• [TASK STATEMENT]: Copy out, from the entries below, each line holding the string "green".

Data extracted from a collection:
┌──
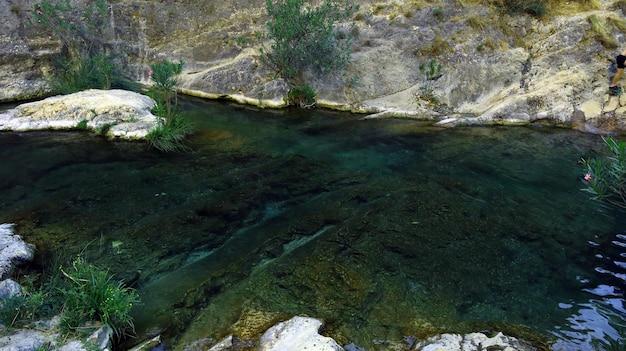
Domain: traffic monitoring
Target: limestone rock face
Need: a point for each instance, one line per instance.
(13, 250)
(127, 113)
(517, 70)
(297, 334)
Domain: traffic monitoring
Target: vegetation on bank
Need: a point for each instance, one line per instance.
(86, 62)
(307, 40)
(81, 293)
(605, 178)
(169, 135)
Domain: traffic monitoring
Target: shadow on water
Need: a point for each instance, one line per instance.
(382, 228)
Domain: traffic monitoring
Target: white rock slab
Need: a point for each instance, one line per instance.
(128, 114)
(297, 334)
(12, 250)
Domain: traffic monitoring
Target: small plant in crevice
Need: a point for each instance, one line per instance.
(172, 127)
(536, 8)
(605, 179)
(93, 294)
(599, 32)
(104, 128)
(82, 125)
(308, 38)
(83, 62)
(431, 72)
(302, 96)
(438, 13)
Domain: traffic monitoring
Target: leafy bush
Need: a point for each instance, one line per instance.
(302, 96)
(537, 8)
(81, 73)
(93, 295)
(599, 31)
(606, 180)
(431, 73)
(306, 37)
(82, 63)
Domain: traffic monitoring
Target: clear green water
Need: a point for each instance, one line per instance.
(382, 228)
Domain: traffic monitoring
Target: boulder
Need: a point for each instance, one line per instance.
(472, 342)
(297, 334)
(13, 250)
(121, 113)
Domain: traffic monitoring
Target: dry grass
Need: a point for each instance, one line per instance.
(438, 47)
(599, 32)
(477, 22)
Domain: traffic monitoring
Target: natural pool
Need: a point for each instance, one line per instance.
(384, 228)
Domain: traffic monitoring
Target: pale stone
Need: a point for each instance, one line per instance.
(13, 250)
(128, 113)
(297, 334)
(444, 342)
(223, 345)
(23, 340)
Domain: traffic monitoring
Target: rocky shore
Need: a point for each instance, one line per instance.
(296, 334)
(496, 68)
(113, 113)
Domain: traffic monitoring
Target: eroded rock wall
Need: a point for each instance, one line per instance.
(496, 69)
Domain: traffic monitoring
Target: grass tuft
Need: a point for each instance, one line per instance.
(599, 32)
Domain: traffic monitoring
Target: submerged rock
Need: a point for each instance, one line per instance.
(472, 342)
(115, 113)
(296, 334)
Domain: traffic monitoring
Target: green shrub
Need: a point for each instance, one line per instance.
(431, 73)
(305, 37)
(18, 311)
(605, 179)
(170, 136)
(83, 62)
(164, 76)
(172, 128)
(81, 73)
(302, 96)
(537, 8)
(93, 294)
(82, 125)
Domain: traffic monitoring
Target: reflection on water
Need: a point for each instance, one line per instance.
(383, 228)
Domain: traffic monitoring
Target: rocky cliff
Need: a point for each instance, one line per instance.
(496, 68)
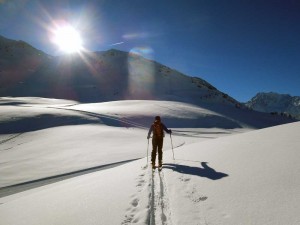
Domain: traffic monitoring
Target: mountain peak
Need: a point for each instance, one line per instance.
(272, 102)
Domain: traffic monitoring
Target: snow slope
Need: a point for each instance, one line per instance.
(250, 178)
(219, 176)
(42, 138)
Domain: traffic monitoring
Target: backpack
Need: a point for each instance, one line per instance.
(158, 129)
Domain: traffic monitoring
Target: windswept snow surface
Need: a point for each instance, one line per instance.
(245, 178)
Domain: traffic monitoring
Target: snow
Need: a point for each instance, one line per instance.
(219, 175)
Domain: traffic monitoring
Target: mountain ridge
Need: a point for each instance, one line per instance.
(275, 103)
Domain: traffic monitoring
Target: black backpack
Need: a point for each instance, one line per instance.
(158, 129)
└──
• [ANSWER SPACE]:
Target: clear green water
Target: green shrub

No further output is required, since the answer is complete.